Excerpt to read »
┄┄┄┄┄┄
My wife always says Jeju will be like Elysium, not the Greek sort, the Matt Damon sort. We may think Elysium is a natural progress of society, but it doesn’t have to be, a constant agitation to get more comfort is just daft. Experiencing a little discomfort, even hardship & spending the emotional expense it takes to overcome teaches you a lot about yourself you never knew; you may have to experience anger, depression, sadness, loneliness, but you’ll have these emotions with equal amounts of ecstasy, bliss, & joy- how boring would life be if you were just happy all the time? Think of all the great works of poetry & how much variety of emotion is there.

duo

RO: And your creative process? Could you offer us a glimpse into how your poems develop from first glimmer to fully realized piece? Do you follow a regular writing routine?

DPM: My poems always get written on the move. i am almost always doing something else, with poetry in my thoughts. i never let my focus on the external falter, it is always on the alert for potential effects on the internal, or for a possible conversion into a poem. If you want to be a poet & you’re relationship between the implicate & explicate orders (to lend Bohm’s terminology) are out of synch, then you best sort it out else the poetry is going to suffer.

Sometimes, it is just one of those flashes, which Nabokov so elegantly has John Shade soliloquize about in Pale Fire, or what Heidegger called the grant. Without these moments of constructive, economic, inspiration a poem isn’t really complete: i am very uncomfortable with a poem i have thought my way through too much. Those sorts of flashes are indicative of the feeling of the poet to roll out something that has a direct appeal to sense, & sense has peeled away at; a line only that poet could have written, because it comes from a portion of themselves that is unique to their mind, as if every experience was being granted the status of original & new, therefore the line comes out uninfluenced by another thing, person, poet, anecdote, from anything at all. Hart Crane for me is the master of this & Michael Symmons Roberts too. You just need one of these, they are the herbs & spices of poetry.
┄┄┄┄┄┄
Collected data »
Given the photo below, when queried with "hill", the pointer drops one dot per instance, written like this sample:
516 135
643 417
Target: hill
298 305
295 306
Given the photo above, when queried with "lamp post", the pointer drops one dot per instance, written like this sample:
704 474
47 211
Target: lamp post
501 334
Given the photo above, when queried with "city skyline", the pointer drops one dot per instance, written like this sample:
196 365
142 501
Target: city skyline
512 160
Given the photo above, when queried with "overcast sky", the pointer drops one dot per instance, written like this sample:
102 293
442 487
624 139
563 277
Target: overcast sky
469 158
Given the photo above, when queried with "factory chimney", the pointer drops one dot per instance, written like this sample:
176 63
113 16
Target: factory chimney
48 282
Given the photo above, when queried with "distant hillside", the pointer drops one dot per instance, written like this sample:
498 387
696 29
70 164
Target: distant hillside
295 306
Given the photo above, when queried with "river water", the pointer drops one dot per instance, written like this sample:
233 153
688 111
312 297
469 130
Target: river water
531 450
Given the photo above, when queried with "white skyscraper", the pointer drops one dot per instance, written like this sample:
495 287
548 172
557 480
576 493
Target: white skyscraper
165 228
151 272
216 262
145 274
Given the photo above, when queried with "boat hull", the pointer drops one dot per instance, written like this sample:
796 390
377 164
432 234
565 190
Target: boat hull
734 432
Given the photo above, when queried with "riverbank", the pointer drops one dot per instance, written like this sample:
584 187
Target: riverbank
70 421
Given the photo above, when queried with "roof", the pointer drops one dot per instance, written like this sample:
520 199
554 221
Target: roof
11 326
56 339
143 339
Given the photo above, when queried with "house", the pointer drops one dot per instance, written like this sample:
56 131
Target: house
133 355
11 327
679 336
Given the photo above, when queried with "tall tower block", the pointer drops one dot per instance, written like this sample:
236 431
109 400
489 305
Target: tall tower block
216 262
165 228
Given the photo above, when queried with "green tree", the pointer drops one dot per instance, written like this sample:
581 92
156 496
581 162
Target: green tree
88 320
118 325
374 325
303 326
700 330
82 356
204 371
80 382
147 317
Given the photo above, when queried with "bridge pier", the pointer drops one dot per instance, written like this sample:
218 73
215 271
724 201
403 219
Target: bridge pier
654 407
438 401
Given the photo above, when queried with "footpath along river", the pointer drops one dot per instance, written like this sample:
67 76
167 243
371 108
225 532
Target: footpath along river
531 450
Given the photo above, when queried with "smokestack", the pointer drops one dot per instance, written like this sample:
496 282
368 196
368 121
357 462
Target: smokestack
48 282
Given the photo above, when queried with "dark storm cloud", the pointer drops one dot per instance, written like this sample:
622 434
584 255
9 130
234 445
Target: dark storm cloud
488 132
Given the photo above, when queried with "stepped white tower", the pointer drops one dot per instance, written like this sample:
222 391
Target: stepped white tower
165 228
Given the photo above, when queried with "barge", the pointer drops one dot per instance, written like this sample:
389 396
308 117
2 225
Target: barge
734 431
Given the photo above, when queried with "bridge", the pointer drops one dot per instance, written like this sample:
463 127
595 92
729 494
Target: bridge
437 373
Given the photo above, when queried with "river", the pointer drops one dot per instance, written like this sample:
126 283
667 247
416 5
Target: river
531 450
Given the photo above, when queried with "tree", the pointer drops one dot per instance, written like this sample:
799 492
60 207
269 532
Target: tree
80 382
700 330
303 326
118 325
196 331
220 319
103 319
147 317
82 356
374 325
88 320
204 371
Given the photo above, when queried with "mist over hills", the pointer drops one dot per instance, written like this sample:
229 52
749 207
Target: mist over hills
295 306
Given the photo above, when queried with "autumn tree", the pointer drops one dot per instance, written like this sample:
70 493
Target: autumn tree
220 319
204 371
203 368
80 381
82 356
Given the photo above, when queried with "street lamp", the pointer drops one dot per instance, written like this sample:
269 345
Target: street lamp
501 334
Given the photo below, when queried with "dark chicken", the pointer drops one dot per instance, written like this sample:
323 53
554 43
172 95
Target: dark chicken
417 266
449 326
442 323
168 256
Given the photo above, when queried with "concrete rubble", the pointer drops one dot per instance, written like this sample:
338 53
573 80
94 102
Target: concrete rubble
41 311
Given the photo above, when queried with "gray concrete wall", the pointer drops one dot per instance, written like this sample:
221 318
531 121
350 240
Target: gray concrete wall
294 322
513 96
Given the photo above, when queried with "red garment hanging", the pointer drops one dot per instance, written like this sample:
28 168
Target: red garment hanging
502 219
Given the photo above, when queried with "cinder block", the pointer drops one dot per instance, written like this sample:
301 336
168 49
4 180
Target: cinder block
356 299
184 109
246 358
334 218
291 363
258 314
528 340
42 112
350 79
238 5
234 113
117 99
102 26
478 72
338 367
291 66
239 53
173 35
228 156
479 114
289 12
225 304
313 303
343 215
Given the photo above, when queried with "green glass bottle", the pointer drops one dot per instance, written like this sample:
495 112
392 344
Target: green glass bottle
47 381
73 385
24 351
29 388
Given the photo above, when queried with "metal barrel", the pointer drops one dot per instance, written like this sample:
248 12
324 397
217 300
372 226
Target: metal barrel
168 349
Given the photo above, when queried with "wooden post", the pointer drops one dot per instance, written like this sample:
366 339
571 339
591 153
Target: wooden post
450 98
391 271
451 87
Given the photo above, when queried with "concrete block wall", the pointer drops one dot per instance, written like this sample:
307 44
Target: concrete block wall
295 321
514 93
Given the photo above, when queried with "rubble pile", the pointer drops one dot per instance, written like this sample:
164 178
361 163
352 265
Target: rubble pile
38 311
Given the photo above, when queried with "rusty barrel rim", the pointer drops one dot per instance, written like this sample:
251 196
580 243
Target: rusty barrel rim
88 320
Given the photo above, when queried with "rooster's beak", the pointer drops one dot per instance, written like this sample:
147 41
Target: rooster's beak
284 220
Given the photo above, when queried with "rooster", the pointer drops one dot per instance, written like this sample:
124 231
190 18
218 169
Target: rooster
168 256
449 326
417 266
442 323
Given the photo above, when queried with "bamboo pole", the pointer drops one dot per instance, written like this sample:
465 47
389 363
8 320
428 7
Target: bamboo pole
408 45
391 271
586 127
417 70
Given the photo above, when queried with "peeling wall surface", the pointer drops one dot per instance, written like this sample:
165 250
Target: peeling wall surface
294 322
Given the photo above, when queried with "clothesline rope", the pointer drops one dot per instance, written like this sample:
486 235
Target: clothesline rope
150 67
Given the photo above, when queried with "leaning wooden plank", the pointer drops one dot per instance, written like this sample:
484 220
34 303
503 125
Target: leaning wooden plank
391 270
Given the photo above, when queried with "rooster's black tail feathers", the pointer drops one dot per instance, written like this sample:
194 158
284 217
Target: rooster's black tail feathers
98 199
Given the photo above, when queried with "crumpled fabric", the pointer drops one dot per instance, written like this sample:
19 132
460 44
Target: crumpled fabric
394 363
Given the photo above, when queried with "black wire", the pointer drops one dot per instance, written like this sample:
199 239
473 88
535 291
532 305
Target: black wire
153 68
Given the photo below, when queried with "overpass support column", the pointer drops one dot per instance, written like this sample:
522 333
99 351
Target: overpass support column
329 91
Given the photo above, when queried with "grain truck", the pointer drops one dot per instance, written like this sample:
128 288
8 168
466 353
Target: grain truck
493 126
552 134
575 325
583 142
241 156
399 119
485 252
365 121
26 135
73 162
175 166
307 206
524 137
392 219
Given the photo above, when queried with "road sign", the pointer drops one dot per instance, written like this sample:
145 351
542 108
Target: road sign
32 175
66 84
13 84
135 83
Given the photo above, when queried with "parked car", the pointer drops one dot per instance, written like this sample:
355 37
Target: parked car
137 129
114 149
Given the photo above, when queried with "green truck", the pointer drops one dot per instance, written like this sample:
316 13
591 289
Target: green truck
┄┄┄┄┄┄
Short task 1 » Output everything in the interview excerpt from "RO: And your" down to "regular writing routine?".
Short task 2 »
Answer these questions about the interview excerpt, one per line:
(a) Which Elysium does the speaker's wife say Jeju will be like?
(b) According to DPM, where do the poems always get written?
(c) Which two poets does DPM name as masters of the flash of inspiration?
The collected lines have no connection to the interview excerpt.

Written answer 1 »
RO: And your creative process? Could you offer us a glimpse into how your poems develop from first glimmer to fully realized piece? Do you follow a regular writing routine?

Written answer 2 »
(a) The Matt Damon sort, not the Greek sort.
(b) On the move.
(c) Hart Crane and Michael Symmons Roberts.